How to complete this task: Starting from the first line below, repeat the data exactly through to the last.

─── Dataset content ───

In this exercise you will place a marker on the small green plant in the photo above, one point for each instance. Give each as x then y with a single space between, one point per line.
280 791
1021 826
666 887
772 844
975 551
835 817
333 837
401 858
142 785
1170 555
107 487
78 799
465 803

───

Result below:
In this exercise you will place a marker on the small green plant in the photo above, one point for each instance. Give each as x then y with a single space between, one point per line.
280 791
1021 826
666 887
772 844
975 551
835 817
333 837
401 858
142 785
1170 555
107 487
78 799
465 803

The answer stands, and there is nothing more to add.